*** Provided records ***

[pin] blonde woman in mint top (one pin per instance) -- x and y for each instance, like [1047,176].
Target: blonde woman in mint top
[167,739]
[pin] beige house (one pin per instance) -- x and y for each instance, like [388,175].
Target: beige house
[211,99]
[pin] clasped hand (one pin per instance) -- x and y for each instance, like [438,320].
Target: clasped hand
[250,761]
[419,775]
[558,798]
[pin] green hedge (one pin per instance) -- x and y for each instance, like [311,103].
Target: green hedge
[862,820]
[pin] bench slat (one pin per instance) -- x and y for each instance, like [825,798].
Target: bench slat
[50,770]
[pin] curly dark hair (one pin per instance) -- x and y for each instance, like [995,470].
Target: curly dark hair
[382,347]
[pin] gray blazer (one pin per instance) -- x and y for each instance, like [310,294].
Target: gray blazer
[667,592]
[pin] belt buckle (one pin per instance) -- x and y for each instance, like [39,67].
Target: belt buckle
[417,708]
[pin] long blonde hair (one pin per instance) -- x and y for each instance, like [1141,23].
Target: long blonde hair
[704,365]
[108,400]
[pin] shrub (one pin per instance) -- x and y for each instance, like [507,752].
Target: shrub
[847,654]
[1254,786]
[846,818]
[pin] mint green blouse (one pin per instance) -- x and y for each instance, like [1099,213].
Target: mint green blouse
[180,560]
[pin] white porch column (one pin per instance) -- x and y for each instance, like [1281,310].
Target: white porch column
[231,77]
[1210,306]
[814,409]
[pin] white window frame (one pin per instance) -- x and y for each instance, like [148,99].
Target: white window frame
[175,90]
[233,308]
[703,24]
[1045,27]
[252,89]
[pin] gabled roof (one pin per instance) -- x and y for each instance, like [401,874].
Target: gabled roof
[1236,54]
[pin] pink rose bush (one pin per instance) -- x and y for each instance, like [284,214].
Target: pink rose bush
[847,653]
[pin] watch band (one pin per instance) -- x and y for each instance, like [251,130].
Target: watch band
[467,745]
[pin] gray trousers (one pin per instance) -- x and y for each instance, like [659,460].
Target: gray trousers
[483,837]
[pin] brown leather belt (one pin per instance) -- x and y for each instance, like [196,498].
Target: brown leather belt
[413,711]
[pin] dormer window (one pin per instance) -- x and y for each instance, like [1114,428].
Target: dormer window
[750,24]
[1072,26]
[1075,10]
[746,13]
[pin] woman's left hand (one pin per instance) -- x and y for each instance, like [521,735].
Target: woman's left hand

***

**Exercise**
Format every line of the entries above as a JSON list of strings, with one string per line and blank lines left out.

**Worked answer**
[
  "[pin] blonde woman in mint top (one pin per instance) -- x and y for each instance, like [1047,176].",
  "Target: blonde woman in mint top",
  "[167,739]",
  "[pin] beige house (one pin per instance) -- x and y for each instance, like [388,175].",
  "Target: beige house",
  "[211,99]",
  "[pin] clasped hand (one pin per instance) -- x and y for each instance, like [438,320].",
  "Target: clasped hand",
  "[250,761]",
  "[419,775]",
  "[558,798]",
  "[pin] green hedge (one pin per instance) -- x and y for each instance, like [311,103].",
  "Target: green hedge",
  "[862,820]",
  "[pin] bench slat (one pin per instance) -- x and y for each instance, like [825,798].",
  "Target: bench slat",
  "[50,770]",
  "[pin] curly dark hair (one pin per instance) -- x and y for each instance, like [995,470].",
  "Target: curly dark hair",
  "[382,347]",
  "[pin] gray blazer (one pin per instance) -- x and y for each instance, like [310,294].",
  "Target: gray blazer",
  "[667,592]",
  "[pin] belt buckle (one pin per instance) -- x and y for each instance, like [39,67].",
  "Target: belt buckle",
  "[417,708]",
  "[pin] long blonde hair (one pin per instance) -- x and y for each instance, like [1141,23].",
  "Target: long blonde hair",
  "[704,365]",
  "[108,400]",
  "[pin] shrub (one pin per instance) -- x and y for each instance, like [507,752].",
  "Target: shrub",
  "[847,654]",
  "[1254,786]",
  "[846,818]",
  "[pin] mint green blouse (one pin per instance) -- x and y for each instance, like [1099,213].",
  "Target: mint green blouse",
  "[180,560]",
  "[pin] white porch column (one pin per instance) -- x and y for each instance, like [1281,310].",
  "Target: white porch column",
  "[231,77]",
  "[1210,306]",
  "[814,409]",
  "[pin] white window frame (one pin per instance) -- x and y for each instance, like [148,99].",
  "Target: white window frame",
  "[175,90]",
  "[233,308]",
  "[703,24]",
  "[1045,27]",
  "[252,89]",
  "[pin] gabled roof (one pin per instance) -- x and y for each instance, like [401,874].",
  "Target: gabled roof",
  "[1236,54]",
  "[pin] pink rose bush (one pin per instance) -- x and y for each instance, like [284,214].",
  "Target: pink rose bush",
  "[847,653]",
  "[pin] watch band (one pin per instance) -- x and y for each instance, like [251,130].",
  "Target: watch band",
  "[467,745]",
  "[pin] gray trousers (one pin per instance) -- x and y for each instance, like [659,460].",
  "Target: gray trousers",
  "[483,837]",
  "[pin] brown leather belt (one pin per instance) -- x and y for each instance, like [196,498].",
  "Target: brown leather belt",
  "[413,711]",
  "[pin] dormer window (one pin per instance) -- x and y for each instance, like [1114,428].",
  "Target: dormer window",
  "[750,24]",
  "[1072,26]",
  "[1075,10]",
  "[746,13]",
  "[pin] woman's left hand (one pin per instance) -- x and y for each instance, like [521,735].",
  "Target: woman's left hand"
]